Now with the way $output is written, all data resides in a single element $output[0]. To extract and read this array line by line we can simply use read line which seems to work great.

# Read $output line by line to search for specific keywords and here 
# is where my problem lies
while read -r line
do
        var1=$(echo "${line}" | grep keyword1)
        var2=$(echo "${line}" | grep keyword2)
        echo "$var1,$var2"
done <<< $output

Unfortunately the above is not working how I want it and the result within the terminal prints blank lines and that is because well, var1 and var2 don't have a match. I'm really just trying to search the line for a specific keyword, parse it, store it in a variable and then finally print it in comma delimited format.

Desired Output:
Line1: $var1,$var2
Line2: $var1,$var2

Output for a single .bin file. These are the values I'm grepping for each line.

Record set:
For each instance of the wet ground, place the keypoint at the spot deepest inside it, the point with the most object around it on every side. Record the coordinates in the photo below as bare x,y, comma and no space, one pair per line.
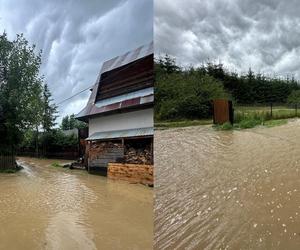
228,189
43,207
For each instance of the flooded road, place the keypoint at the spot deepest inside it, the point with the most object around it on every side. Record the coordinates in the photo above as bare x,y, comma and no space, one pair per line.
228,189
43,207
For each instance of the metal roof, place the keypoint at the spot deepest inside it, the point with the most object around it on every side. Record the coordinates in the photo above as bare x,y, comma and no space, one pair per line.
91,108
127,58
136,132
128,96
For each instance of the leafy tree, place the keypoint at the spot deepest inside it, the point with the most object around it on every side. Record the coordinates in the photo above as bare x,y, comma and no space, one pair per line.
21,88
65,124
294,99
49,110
* * *
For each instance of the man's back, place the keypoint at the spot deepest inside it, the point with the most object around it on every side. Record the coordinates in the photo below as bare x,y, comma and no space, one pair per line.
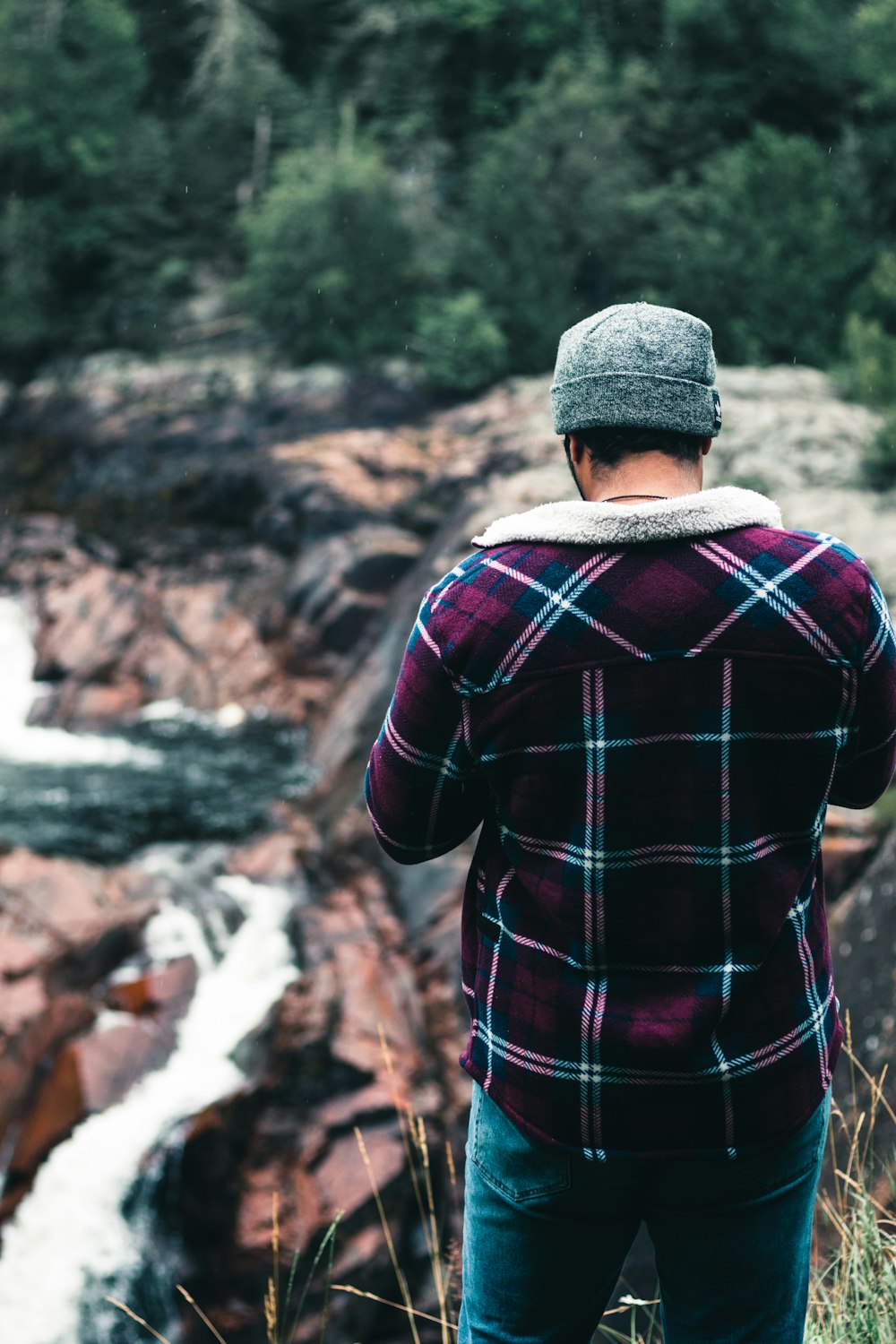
* * *
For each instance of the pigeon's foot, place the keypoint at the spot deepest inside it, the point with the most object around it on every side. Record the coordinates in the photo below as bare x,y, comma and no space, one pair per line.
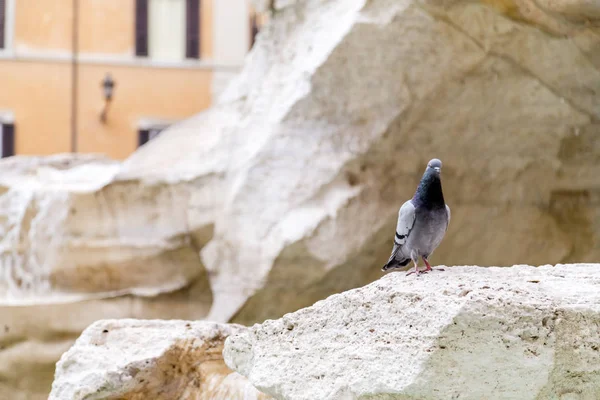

Task set:
a. According to the shell script passage, in which element does all the data in $output reside?
b. Gather every line of the records that contains the word "object".

Solutions for each task:
a. All the data resides in a single element, $output[0].

b.
For each instance of the wet ground, place the keypoint at the spot deepest inside it, the point with the most object around it on every side. Record the coordinates in the photo below as bare x,y, comma and no space, one pair per line.
For each instance of the flooded road, place the keypoint at the spot deepest inside it, the point with the most object around it on every side. Record the coordinates in the photo above as bare x,y, comma and no space, one pair per line.
For each instance of the metal roof, place the keypoint at the spot deepest inside it, the point with the most object around it on every side. Record the coordinates in the photo above as bare x,y, comma and no space, one pair per line.
For each instance of the leafy tree, place the keypoint at the spot deepest inside it, the point with the most object around it on every side. Record the coordinates in the photo above as bare x,y, comma and no space, one pair per line.
For each instance of the man's back, place the keypoint at the spot deepest inside it, the point with the most object around it on every side. Record the coordinates in the photo below as bare x,y, comma and no space, one pair per line.
For each instance of the pigeon's foot, place the keypoint at the spot deepest inside it, the point with the most object around it on every side. Record the coordinates in the photo below as bare x,y, comma and no space, one pair per line.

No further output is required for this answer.